Record set:
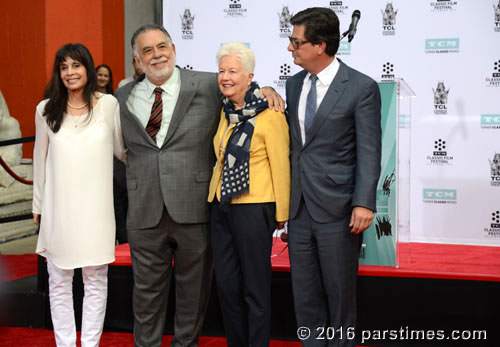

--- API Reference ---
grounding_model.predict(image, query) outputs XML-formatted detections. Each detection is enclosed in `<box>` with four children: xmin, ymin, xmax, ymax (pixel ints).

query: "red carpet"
<box><xmin>360</xmin><ymin>242</ymin><xmax>500</xmax><ymax>281</ymax></box>
<box><xmin>2</xmin><ymin>242</ymin><xmax>500</xmax><ymax>283</ymax></box>
<box><xmin>0</xmin><ymin>254</ymin><xmax>38</xmax><ymax>282</ymax></box>
<box><xmin>0</xmin><ymin>327</ymin><xmax>305</xmax><ymax>347</ymax></box>
<box><xmin>115</xmin><ymin>241</ymin><xmax>500</xmax><ymax>282</ymax></box>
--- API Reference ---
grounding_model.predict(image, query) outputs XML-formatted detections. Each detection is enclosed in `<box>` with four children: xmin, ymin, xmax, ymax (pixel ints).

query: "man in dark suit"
<box><xmin>115</xmin><ymin>24</ymin><xmax>283</xmax><ymax>347</ymax></box>
<box><xmin>285</xmin><ymin>8</ymin><xmax>382</xmax><ymax>347</ymax></box>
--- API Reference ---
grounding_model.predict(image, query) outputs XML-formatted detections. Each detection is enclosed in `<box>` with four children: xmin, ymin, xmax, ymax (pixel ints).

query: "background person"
<box><xmin>207</xmin><ymin>42</ymin><xmax>290</xmax><ymax>347</ymax></box>
<box><xmin>32</xmin><ymin>43</ymin><xmax>126</xmax><ymax>347</ymax></box>
<box><xmin>96</xmin><ymin>63</ymin><xmax>114</xmax><ymax>94</ymax></box>
<box><xmin>118</xmin><ymin>56</ymin><xmax>144</xmax><ymax>88</ymax></box>
<box><xmin>95</xmin><ymin>63</ymin><xmax>128</xmax><ymax>244</ymax></box>
<box><xmin>285</xmin><ymin>7</ymin><xmax>382</xmax><ymax>347</ymax></box>
<box><xmin>96</xmin><ymin>63</ymin><xmax>128</xmax><ymax>244</ymax></box>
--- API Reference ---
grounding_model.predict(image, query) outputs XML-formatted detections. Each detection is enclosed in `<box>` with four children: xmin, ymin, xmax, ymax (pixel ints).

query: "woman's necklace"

What you should do:
Copy out the preceding entries without a single change, leaving out the pictures.

Output of the task:
--- API Reference ---
grounding_model.predict(image, query) outputs XML-formatted detections. Each detection is enclosed in `<box>` with four children: xmin, ymin, xmax, ymax (pixel ints).

query: "red carpet"
<box><xmin>360</xmin><ymin>242</ymin><xmax>500</xmax><ymax>281</ymax></box>
<box><xmin>2</xmin><ymin>242</ymin><xmax>500</xmax><ymax>283</ymax></box>
<box><xmin>0</xmin><ymin>254</ymin><xmax>38</xmax><ymax>282</ymax></box>
<box><xmin>0</xmin><ymin>327</ymin><xmax>305</xmax><ymax>347</ymax></box>
<box><xmin>115</xmin><ymin>241</ymin><xmax>500</xmax><ymax>282</ymax></box>
--- API Reference ---
grounding_model.predict(image, query) outputs XML-formatted detections. Each detection is enclosed in `<box>` with four children: xmin, ymin, xmax, ymax (pixel ints).

query: "man in dark suit"
<box><xmin>115</xmin><ymin>24</ymin><xmax>283</xmax><ymax>347</ymax></box>
<box><xmin>285</xmin><ymin>8</ymin><xmax>382</xmax><ymax>347</ymax></box>
--- API Reference ---
grounding_model.predict(image, query) outputs XML-formatted detections. Each detection is enclosed in `<box>` with four children: xmin, ymin, xmax, ymax (pixel ints).

query: "background person"
<box><xmin>207</xmin><ymin>42</ymin><xmax>290</xmax><ymax>347</ymax></box>
<box><xmin>32</xmin><ymin>43</ymin><xmax>126</xmax><ymax>347</ymax></box>
<box><xmin>96</xmin><ymin>63</ymin><xmax>114</xmax><ymax>94</ymax></box>
<box><xmin>118</xmin><ymin>56</ymin><xmax>144</xmax><ymax>88</ymax></box>
<box><xmin>95</xmin><ymin>63</ymin><xmax>128</xmax><ymax>244</ymax></box>
<box><xmin>285</xmin><ymin>7</ymin><xmax>382</xmax><ymax>347</ymax></box>
<box><xmin>96</xmin><ymin>63</ymin><xmax>128</xmax><ymax>244</ymax></box>
--- API Reference ---
grounding_model.predict(image, query) outputs XML-formatted detections. Each detection is enclosed in `<box>` with four children: xmin, ymin, xmax, ymax (pixel ints).

query: "woman's necklace"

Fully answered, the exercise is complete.